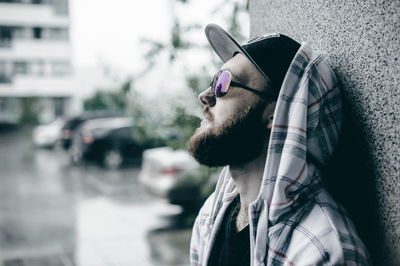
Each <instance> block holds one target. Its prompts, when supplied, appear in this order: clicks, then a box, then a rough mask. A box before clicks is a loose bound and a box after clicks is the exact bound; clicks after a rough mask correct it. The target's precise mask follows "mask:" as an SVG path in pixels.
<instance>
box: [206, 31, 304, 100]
mask: <svg viewBox="0 0 400 266" xmlns="http://www.w3.org/2000/svg"><path fill="white" fill-rule="evenodd" d="M205 33H206V37H207V39H208V42H209V43H210V45H211V46H212V47H213V49H214V50H215V52H216V53H217V54H218V56H219V57H220V58H221V59H222V61H223V62H226V61H228V60H229V59H231V58H232V57H233V56H234V55H236V54H237V53H238V52H239V53H242V54H243V55H245V56H246V57H247V58H248V59H249V60H250V62H251V63H253V65H254V66H255V67H256V69H257V70H258V71H259V72H260V73H261V74H262V75H263V76H264V77H266V78H267V79H269V80H270V82H271V84H270V85H271V86H272V91H273V92H272V93H273V94H274V96H275V97H277V95H278V93H279V90H280V87H281V85H282V82H283V79H284V78H285V75H286V72H287V70H288V68H289V66H290V64H291V62H292V60H293V58H294V56H295V55H296V53H297V51H298V49H299V48H300V44H299V43H298V42H296V41H295V40H293V39H291V38H289V37H288V36H286V35H283V34H278V33H271V34H265V35H262V36H259V37H256V38H254V39H252V40H250V41H249V42H247V43H246V44H244V45H243V46H240V45H239V44H238V43H237V42H236V41H235V40H234V39H233V37H232V36H231V35H229V33H227V32H226V31H225V30H224V29H222V28H221V27H219V26H218V25H215V24H209V25H207V26H206V29H205Z"/></svg>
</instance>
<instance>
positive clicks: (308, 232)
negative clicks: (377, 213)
mask: <svg viewBox="0 0 400 266" xmlns="http://www.w3.org/2000/svg"><path fill="white" fill-rule="evenodd" d="M271 229H272V230H270V235H269V236H270V247H269V249H270V253H271V254H270V255H269V257H273V258H276V257H280V256H281V255H283V256H285V257H286V259H287V260H289V261H292V262H296V264H300V265H311V264H316V263H317V264H322V265H331V264H342V263H344V264H346V265H347V264H352V263H354V264H355V265H369V255H368V252H367V250H366V248H365V246H364V244H363V243H362V241H361V240H360V238H359V237H358V234H357V232H356V230H355V227H354V225H353V223H352V222H351V220H350V218H349V217H348V215H347V213H346V211H345V210H344V209H343V207H341V206H340V204H337V203H336V202H335V201H333V200H332V199H331V198H330V197H329V195H321V196H319V197H316V198H315V199H314V200H313V201H312V202H310V203H309V204H308V205H305V206H304V207H303V208H301V209H299V210H298V211H297V212H295V213H293V215H291V216H290V217H288V218H287V219H285V220H284V221H282V222H280V223H279V224H277V225H275V226H273V228H271ZM281 257H282V256H281Z"/></svg>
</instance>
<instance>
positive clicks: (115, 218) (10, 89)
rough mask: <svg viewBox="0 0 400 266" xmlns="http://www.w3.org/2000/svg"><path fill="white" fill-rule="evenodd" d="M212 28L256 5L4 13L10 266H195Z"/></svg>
mask: <svg viewBox="0 0 400 266" xmlns="http://www.w3.org/2000/svg"><path fill="white" fill-rule="evenodd" d="M211 22H213V23H217V24H219V25H221V26H222V27H224V28H225V29H227V30H228V31H229V32H231V33H232V34H233V35H234V36H235V37H236V38H237V39H238V40H239V41H240V42H242V41H244V40H245V39H248V36H249V18H248V2H247V1H238V0H225V1H222V0H218V1H212V2H210V3H206V2H205V1H200V0H149V1H129V0H113V1H111V0H79V1H78V0H0V265H1V266H12V265H38V266H45V265H188V263H189V242H190V236H191V226H192V224H193V221H194V219H195V216H196V213H197V211H198V210H199V208H200V206H201V204H202V203H203V201H204V200H205V198H206V197H207V196H208V195H209V194H210V192H211V191H212V190H213V188H214V186H215V182H216V178H217V174H218V170H219V169H209V168H203V167H200V166H199V165H198V164H197V163H196V162H195V161H194V160H193V159H192V158H191V157H190V156H189V155H188V153H187V151H186V143H187V140H188V139H189V137H190V136H191V134H192V133H193V131H194V129H195V128H196V127H198V125H199V122H200V117H201V110H202V107H201V104H200V103H199V102H198V100H197V95H198V93H199V92H200V91H202V90H204V89H206V88H207V87H208V84H209V82H210V79H211V77H212V75H213V74H214V72H215V71H216V70H217V69H218V68H219V66H220V62H219V60H218V58H217V57H216V56H215V55H214V54H213V53H212V51H211V49H210V48H209V46H208V44H207V42H206V38H205V36H204V33H203V29H204V26H205V25H206V24H207V23H211Z"/></svg>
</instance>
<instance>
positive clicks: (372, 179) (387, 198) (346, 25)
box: [250, 0, 400, 265]
mask: <svg viewBox="0 0 400 266" xmlns="http://www.w3.org/2000/svg"><path fill="white" fill-rule="evenodd" d="M399 16H400V1H398V0H393V1H389V0H388V1H382V0H380V1H379V0H377V1H372V0H365V1H355V0H347V1H344V0H342V1H341V0H333V1H315V0H302V1H300V0H251V1H250V17H251V21H250V23H251V37H254V36H257V35H260V34H264V33H267V32H281V33H284V34H286V35H289V36H291V37H292V38H294V39H296V40H297V41H300V42H301V41H307V42H308V43H310V44H311V46H312V47H313V48H314V49H315V50H317V51H319V52H320V53H322V54H325V55H326V57H327V59H328V61H329V62H330V64H331V66H332V67H333V69H334V71H335V72H336V74H337V76H338V78H339V80H340V81H341V83H342V91H343V101H344V111H345V114H344V115H345V116H344V117H345V121H344V128H343V137H342V141H341V144H340V146H339V149H338V151H337V152H336V154H335V155H334V158H333V160H332V162H331V165H330V166H329V168H328V169H327V171H326V172H327V178H328V180H327V183H328V188H329V189H330V190H331V193H332V194H333V195H334V196H335V198H337V199H338V200H339V201H341V202H342V203H343V205H345V207H346V208H347V210H348V211H349V213H350V215H351V216H352V218H353V220H354V222H355V224H356V226H357V228H358V231H359V233H360V235H361V237H362V238H363V240H364V242H365V243H366V244H367V246H368V248H369V250H370V252H371V254H372V256H373V259H374V261H375V263H376V265H400V175H399V171H400V163H399V161H400V134H399V131H400V118H399V115H400V88H399V85H400V84H399V81H400V63H399V61H400V52H399V50H400V39H399V38H400V18H399Z"/></svg>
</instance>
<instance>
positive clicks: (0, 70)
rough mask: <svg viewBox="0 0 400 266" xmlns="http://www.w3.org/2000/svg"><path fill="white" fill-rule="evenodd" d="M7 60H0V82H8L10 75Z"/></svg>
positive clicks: (10, 81)
mask: <svg viewBox="0 0 400 266" xmlns="http://www.w3.org/2000/svg"><path fill="white" fill-rule="evenodd" d="M7 70H8V69H7V62H6V61H0V83H10V82H11V77H10V75H9V72H8V71H7Z"/></svg>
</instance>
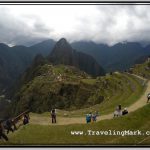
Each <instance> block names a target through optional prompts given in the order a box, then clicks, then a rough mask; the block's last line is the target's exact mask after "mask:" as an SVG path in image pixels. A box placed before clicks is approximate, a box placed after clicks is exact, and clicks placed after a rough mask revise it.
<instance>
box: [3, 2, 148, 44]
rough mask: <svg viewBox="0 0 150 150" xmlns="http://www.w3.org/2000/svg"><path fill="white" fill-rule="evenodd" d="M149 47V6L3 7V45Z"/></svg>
mask: <svg viewBox="0 0 150 150" xmlns="http://www.w3.org/2000/svg"><path fill="white" fill-rule="evenodd" d="M61 37H65V38H66V39H67V40H68V41H70V42H74V41H80V40H86V41H94V42H97V43H106V44H109V45H113V44H115V43H118V42H122V41H137V42H149V43H150V5H149V6H148V5H147V6H146V5H126V6H125V5H40V6H39V5H17V6H15V5H10V6H8V5H7V6H3V5H1V6H0V42H1V43H2V42H3V43H6V44H9V45H32V44H34V43H38V42H39V41H43V40H45V39H54V40H58V39H60V38H61Z"/></svg>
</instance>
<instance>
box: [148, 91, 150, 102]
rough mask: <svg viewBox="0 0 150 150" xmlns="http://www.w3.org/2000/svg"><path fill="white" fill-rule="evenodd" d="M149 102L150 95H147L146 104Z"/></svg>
mask: <svg viewBox="0 0 150 150" xmlns="http://www.w3.org/2000/svg"><path fill="white" fill-rule="evenodd" d="M149 100H150V93H148V95H147V103H148V102H149Z"/></svg>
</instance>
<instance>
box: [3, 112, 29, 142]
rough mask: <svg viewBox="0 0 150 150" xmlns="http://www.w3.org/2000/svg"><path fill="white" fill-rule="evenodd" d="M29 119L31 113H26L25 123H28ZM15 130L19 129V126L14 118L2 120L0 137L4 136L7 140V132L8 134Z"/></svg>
mask: <svg viewBox="0 0 150 150" xmlns="http://www.w3.org/2000/svg"><path fill="white" fill-rule="evenodd" d="M29 119H30V117H29V114H25V115H24V116H23V125H26V124H28V123H29ZM15 130H17V127H16V122H15V121H14V119H7V120H6V121H0V139H2V138H3V139H4V140H5V141H8V137H7V135H6V133H7V134H8V133H9V132H10V131H11V132H14V131H15ZM5 131H6V133H5Z"/></svg>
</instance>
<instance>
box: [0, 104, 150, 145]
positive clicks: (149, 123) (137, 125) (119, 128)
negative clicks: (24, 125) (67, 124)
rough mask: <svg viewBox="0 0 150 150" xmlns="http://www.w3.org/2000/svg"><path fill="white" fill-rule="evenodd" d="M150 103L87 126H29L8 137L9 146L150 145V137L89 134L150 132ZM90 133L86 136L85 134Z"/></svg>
mask: <svg viewBox="0 0 150 150" xmlns="http://www.w3.org/2000/svg"><path fill="white" fill-rule="evenodd" d="M149 114H150V104H148V105H146V106H144V107H143V108H140V109H139V110H137V111H135V112H132V113H130V114H128V115H126V116H122V117H120V118H115V119H111V120H103V121H100V122H97V123H91V124H84V125H58V126H55V125H54V126H44V125H43V126H42V125H30V124H29V125H26V126H23V127H21V128H20V129H19V130H18V131H16V132H15V133H13V134H10V135H9V142H2V141H0V144H1V145H2V144H4V145H5V144H7V145H26V144H27V145H30V144H31V145H44V144H45V145H53V144H54V145H59V144H61V145H72V144H73V145H150V135H149V136H148V135H141V136H121V135H118V136H117V135H101V136H100V135H93V136H92V135H88V134H87V133H88V132H87V131H88V130H93V131H100V130H101V131H108V130H111V131H112V132H113V131H114V130H115V131H124V130H131V131H134V130H140V131H142V133H144V134H145V132H146V131H150V128H149V127H150V115H149ZM71 131H83V132H84V134H83V135H78V136H77V135H71ZM85 134H87V135H85Z"/></svg>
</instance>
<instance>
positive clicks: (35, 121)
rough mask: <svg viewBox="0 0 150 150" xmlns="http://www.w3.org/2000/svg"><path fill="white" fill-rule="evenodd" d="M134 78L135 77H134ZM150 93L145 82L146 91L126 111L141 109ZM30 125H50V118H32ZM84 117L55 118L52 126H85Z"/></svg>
mask: <svg viewBox="0 0 150 150" xmlns="http://www.w3.org/2000/svg"><path fill="white" fill-rule="evenodd" d="M135 76H136V75H135ZM136 77H138V78H141V79H143V80H144V83H146V79H144V78H142V77H139V76H136ZM149 92H150V81H148V82H147V87H146V90H145V92H144V94H143V95H142V96H141V97H140V98H139V100H137V101H136V102H135V103H134V104H132V105H131V106H129V107H128V111H129V112H133V111H135V110H137V109H139V108H141V107H143V106H144V105H146V104H147V103H146V101H147V94H148V93H149ZM112 118H113V113H110V114H107V115H102V116H100V117H98V118H97V121H101V120H106V119H112ZM30 123H31V124H41V125H52V124H51V122H50V118H49V117H40V119H39V117H37V116H32V118H31V120H30ZM85 123H86V122H85V117H72V118H71V117H70V118H69V117H58V118H57V124H54V125H68V124H85Z"/></svg>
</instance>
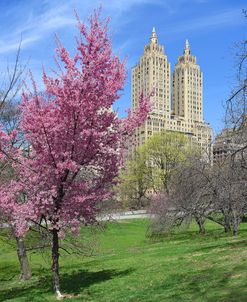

## Required action
Go through the data and gather every line that holds "order".

## Response to this task
Each <instance> block holds one target. Its prompts, when supplied, appear in this order: clicks, then a box, then a rough mask. A box before clicks is a loose bound and a box after clicks is the exact bound; clicks after a rough mask correct it. The target's precise mask follows "mask:" as an SVG path in pixels.
Each <instance> block names a target through optional prompts given in the order a box, then clicks, then a rough mask; the block's last line is the target's exact mask after "mask:" as an SVG path in image pixels. A box placed before clicks is approximate, a box placed after clicks is exact, and clicks placed after a rough mask revise it.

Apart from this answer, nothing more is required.